Point-based annotation data:

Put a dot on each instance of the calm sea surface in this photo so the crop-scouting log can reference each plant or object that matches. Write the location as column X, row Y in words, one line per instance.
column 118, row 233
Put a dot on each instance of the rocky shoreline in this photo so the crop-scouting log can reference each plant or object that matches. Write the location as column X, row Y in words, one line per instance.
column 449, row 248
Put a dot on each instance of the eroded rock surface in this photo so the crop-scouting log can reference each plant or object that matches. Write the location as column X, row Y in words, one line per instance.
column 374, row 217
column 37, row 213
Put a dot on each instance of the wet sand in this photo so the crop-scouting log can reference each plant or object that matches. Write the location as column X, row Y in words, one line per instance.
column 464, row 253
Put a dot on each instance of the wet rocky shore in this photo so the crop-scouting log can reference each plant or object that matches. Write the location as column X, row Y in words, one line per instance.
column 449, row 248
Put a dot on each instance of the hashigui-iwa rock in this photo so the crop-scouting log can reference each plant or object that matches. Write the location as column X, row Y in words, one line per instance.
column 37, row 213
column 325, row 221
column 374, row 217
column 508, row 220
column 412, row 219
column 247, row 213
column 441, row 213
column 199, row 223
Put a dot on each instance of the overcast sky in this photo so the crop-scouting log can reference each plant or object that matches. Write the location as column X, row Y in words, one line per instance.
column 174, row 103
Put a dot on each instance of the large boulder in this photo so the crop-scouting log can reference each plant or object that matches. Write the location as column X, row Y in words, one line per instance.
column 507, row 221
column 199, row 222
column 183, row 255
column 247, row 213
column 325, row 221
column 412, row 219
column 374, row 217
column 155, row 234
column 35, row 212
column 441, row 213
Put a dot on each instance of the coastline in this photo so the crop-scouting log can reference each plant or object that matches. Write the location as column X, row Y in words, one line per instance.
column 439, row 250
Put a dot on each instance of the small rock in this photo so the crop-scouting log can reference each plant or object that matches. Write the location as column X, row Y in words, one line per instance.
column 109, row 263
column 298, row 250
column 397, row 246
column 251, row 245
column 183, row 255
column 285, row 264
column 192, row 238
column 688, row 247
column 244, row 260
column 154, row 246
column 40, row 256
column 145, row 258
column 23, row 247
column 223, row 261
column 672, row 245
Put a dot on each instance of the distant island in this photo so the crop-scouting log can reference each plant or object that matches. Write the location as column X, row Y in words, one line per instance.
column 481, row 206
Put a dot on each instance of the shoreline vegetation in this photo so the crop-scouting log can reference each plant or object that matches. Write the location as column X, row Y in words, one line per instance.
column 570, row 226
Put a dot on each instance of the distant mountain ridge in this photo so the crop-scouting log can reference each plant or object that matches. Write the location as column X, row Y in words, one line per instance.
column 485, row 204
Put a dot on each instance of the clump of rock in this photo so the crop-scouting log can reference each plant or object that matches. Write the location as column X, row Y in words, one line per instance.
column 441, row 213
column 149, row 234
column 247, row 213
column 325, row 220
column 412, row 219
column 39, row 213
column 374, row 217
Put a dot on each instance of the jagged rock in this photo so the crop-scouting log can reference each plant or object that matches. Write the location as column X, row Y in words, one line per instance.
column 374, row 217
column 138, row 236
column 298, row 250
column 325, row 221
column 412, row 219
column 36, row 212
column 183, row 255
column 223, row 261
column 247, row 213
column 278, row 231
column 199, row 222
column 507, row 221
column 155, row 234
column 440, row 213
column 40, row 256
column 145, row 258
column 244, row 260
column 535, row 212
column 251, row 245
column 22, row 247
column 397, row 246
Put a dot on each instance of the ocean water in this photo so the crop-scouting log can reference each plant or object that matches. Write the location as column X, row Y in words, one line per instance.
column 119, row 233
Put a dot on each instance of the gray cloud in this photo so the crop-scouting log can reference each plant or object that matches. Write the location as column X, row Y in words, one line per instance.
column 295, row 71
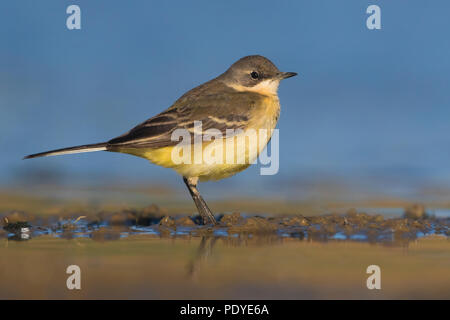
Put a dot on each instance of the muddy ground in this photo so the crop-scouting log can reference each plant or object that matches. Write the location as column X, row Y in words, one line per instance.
column 351, row 225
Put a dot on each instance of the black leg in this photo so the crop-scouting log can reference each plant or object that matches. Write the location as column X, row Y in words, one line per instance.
column 202, row 207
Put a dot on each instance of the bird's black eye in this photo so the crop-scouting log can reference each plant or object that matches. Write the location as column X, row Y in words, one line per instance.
column 254, row 75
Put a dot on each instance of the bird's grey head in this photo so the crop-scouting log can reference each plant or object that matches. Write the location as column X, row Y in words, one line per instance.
column 255, row 73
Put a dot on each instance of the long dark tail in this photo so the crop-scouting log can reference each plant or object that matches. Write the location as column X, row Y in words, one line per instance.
column 78, row 149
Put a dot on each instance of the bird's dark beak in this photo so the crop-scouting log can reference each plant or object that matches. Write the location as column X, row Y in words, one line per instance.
column 285, row 75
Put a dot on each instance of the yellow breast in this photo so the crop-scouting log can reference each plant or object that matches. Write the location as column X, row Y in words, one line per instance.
column 238, row 152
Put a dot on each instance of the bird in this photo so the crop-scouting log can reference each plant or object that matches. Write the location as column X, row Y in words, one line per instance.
column 242, row 99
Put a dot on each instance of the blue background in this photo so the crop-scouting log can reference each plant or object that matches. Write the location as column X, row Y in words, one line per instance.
column 367, row 105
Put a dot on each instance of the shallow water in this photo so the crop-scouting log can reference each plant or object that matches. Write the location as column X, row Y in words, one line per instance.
column 151, row 267
column 245, row 257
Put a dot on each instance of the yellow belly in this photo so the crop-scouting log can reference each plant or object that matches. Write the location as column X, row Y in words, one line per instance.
column 238, row 152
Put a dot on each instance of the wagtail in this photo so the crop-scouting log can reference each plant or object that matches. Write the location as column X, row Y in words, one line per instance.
column 241, row 99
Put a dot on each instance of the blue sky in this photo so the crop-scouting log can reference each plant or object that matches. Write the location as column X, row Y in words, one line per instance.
column 366, row 102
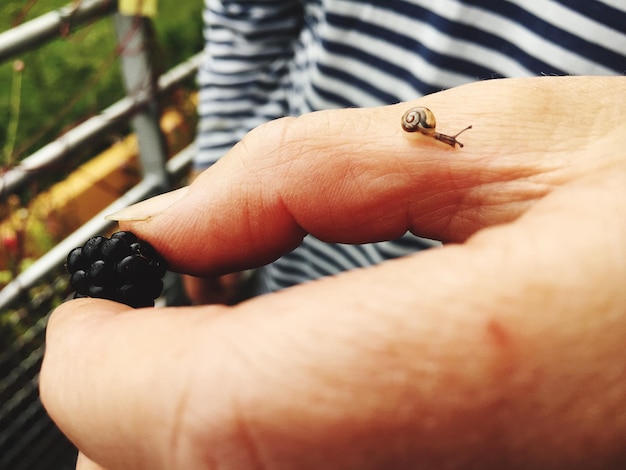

SET TASK — Can you give every line of the records above as a JSON list of strings, one string per line, with blank lines and the pictures left out?

RESULT —
[
  "Put a dot on each instance of the calm sea surface in this photo so the crop-scouting log can reference each plant or object that matches. Write the location as column X, row Y in words, one line per instance.",
  "column 118, row 233",
  "Put a dot on each instance of the rocky shoreline in this photo so the crop-scouting log can reference each plant or object that matches. Write the location as column X, row Y in words, one line per instance.",
  "column 449, row 248",
  "Put a dot on each instance of the eroded rock surface in this photo so the crop-scouting log can reference each plant or object that matches. Write the location as column X, row Y in words, one line per instance.",
  "column 374, row 217",
  "column 37, row 213",
  "Put a dot on each instance of the wet sand in this photo so the crop-scouting log can reference each plant or object that matches. Write the location as column X, row Y in words, one line per instance.",
  "column 464, row 253",
  "Put a dot on each instance of the wet rocky shore in this photo so the crop-scouting log can reference each plant or object that matches. Write the location as column X, row Y in words, one line per instance.",
  "column 449, row 248",
  "Put a dot on each instance of the hashigui-iwa rock in this photo so the crop-scouting log can reference each plant or object that matches. Write the location as column X, row Y in words, one line per instance.",
  "column 37, row 213",
  "column 325, row 221",
  "column 374, row 217",
  "column 508, row 220",
  "column 412, row 219",
  "column 247, row 213",
  "column 441, row 213",
  "column 199, row 223",
  "Put a dot on each instance of the overcast sky in this photo so the crop-scouting log can reference each plant or object that matches. Write the location as column X, row Y in words, one line per instance.",
  "column 174, row 103",
  "Put a dot on each instance of the large boulder in this photo so the crop-scouting log can reference each plant or object that matches. Write the location as column X, row Y in words, one line per instance.",
  "column 507, row 221",
  "column 199, row 222",
  "column 183, row 255",
  "column 247, row 213",
  "column 325, row 221",
  "column 412, row 219",
  "column 374, row 217",
  "column 155, row 234",
  "column 35, row 212",
  "column 441, row 213",
  "Put a dot on each instance of the coastline in this photo so the crop-scouting log can reference each plant or object that matches. Write the location as column X, row Y in words, one line per instance.",
  "column 439, row 250",
  "Put a dot on each instance of the small rock in this photo so the crop-scouting log can reference each plant or object that matches. Write the location as column X, row Y in words, one line per instance.",
  "column 109, row 263",
  "column 298, row 250",
  "column 397, row 246",
  "column 251, row 245",
  "column 183, row 255",
  "column 285, row 264",
  "column 192, row 238",
  "column 688, row 247",
  "column 244, row 260",
  "column 154, row 246",
  "column 40, row 256",
  "column 145, row 258",
  "column 23, row 247",
  "column 223, row 261",
  "column 672, row 245",
  "Put a dot on each instance of the distant island in this photo so the crop-scouting log can reference each plant or object that matches. Write the location as column X, row Y in words, one line per instance.",
  "column 481, row 206",
  "Put a dot on each instance of the shoreline vegetation in this photo so the crop-scouting log can reference each plant or object that matches. Write the location as column X, row Y in words, one line per instance.",
  "column 570, row 226",
  "Put a dot on each instance of the distant mountain ridge in this photo so the crop-scouting log can reference each plant or object that matches. Write the location as column X, row Y in words, one line per instance.",
  "column 485, row 204",
  "Put a dot on each instance of the clump of rock in this photo so the crop-scouting log can reference each plant or object that matches. Write the location as column X, row Y in words, one line per instance.",
  "column 441, row 213",
  "column 149, row 234",
  "column 247, row 213",
  "column 325, row 220",
  "column 412, row 219",
  "column 39, row 213",
  "column 374, row 217",
  "Put a dot on each instance of the jagged rock in this photo so the crop-scouting log can reference each plant or object that matches. Write the location as column X, row Y in words, one line per instance.",
  "column 374, row 217",
  "column 138, row 236",
  "column 298, row 250",
  "column 325, row 221",
  "column 412, row 219",
  "column 36, row 212",
  "column 183, row 255",
  "column 223, row 261",
  "column 247, row 213",
  "column 278, row 231",
  "column 199, row 222",
  "column 507, row 221",
  "column 155, row 234",
  "column 440, row 213",
  "column 40, row 256",
  "column 145, row 258",
  "column 244, row 260",
  "column 535, row 212",
  "column 251, row 245",
  "column 22, row 247",
  "column 397, row 246",
  "Put a dot on each instance of the ocean water in this photo so the crop-scouting log can reference each plant or object that matches. Write the location as column X, row Y in words, one line per instance.",
  "column 119, row 233",
  "Put a dot on each instance of the gray cloud in this photo so the crop-scouting log can reference each plant or object that matches. Write the location as column X, row Y in words, one line per instance.",
  "column 295, row 71",
  "Put a dot on each instance of the muddy ground in this photo so the crop-scouting log can reference each plant or object that matches. Write the location as column X, row Y in words, one line per instance.",
  "column 351, row 225",
  "Put a dot on each instance of the black leg in this photo so the crop-scouting log can reference each plant or object that matches. Write the location as column X, row Y in words, one line per instance.",
  "column 202, row 207",
  "Put a dot on each instance of the bird's black eye in this photo so the crop-scouting log can reference each plant or object that matches. Write the location as column X, row Y in words, one line per instance.",
  "column 254, row 75",
  "Put a dot on each instance of the bird's grey head in this photo so the crop-scouting log can reference each plant or object that matches. Write the location as column X, row Y in words, one line per instance.",
  "column 255, row 73",
  "Put a dot on each instance of the long dark tail in this photo so the crop-scouting log can reference each plant or object that matches. Write the location as column X, row Y in words, one line per instance.",
  "column 78, row 149",
  "Put a dot on each instance of the bird's dark beak in this photo so the crop-scouting log can reference each plant or object that matches. Write the location as column X, row Y in words, one line per instance.",
  "column 285, row 75",
  "Put a dot on each instance of the yellow breast in this photo so the crop-scouting log can reference each plant or object that matches. Write the location as column X, row Y in words, one line per instance.",
  "column 238, row 152",
  "Put a dot on each instance of the bird in this photo so the crop-scouting log can reference each plant or object that matches. Write the location as column X, row Y in words, one line per instance.",
  "column 242, row 99",
  "Put a dot on each instance of the blue background in this photo so the crop-scouting log can reference each plant or object that matches. Write the location as column X, row Y in words, one line per instance.",
  "column 367, row 105",
  "Put a dot on each instance of the shallow water in this photo so the crop-scouting log can reference each plant or object that matches. Write the location as column X, row Y in words, one line per instance.",
  "column 151, row 267",
  "column 245, row 257",
  "Put a dot on each instance of the yellow belly in this photo so the crop-scouting log can reference each plant or object that matches. Write the location as column X, row Y in words, one line per instance.",
  "column 238, row 152",
  "Put a dot on each instance of the wagtail in this photo so the crop-scouting log can reference each plant or object that matches. Write the location as column X, row Y in words, one line per instance.",
  "column 241, row 99",
  "Put a dot on each instance of the blue sky in this photo so the crop-scouting log can reference each plant or object that matches. Write the location as column X, row Y in words, one line per instance.",
  "column 366, row 102"
]